#### Data extracts

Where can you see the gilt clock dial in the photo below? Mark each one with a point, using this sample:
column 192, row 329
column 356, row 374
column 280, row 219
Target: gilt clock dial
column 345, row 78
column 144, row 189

########

> Work to be completed
Could you copy exactly the lines from the one containing "column 356, row 374" through the end of the records above, and nothing more?

> Solution
column 356, row 374
column 280, row 219
Target: gilt clock dial
column 345, row 78
column 144, row 189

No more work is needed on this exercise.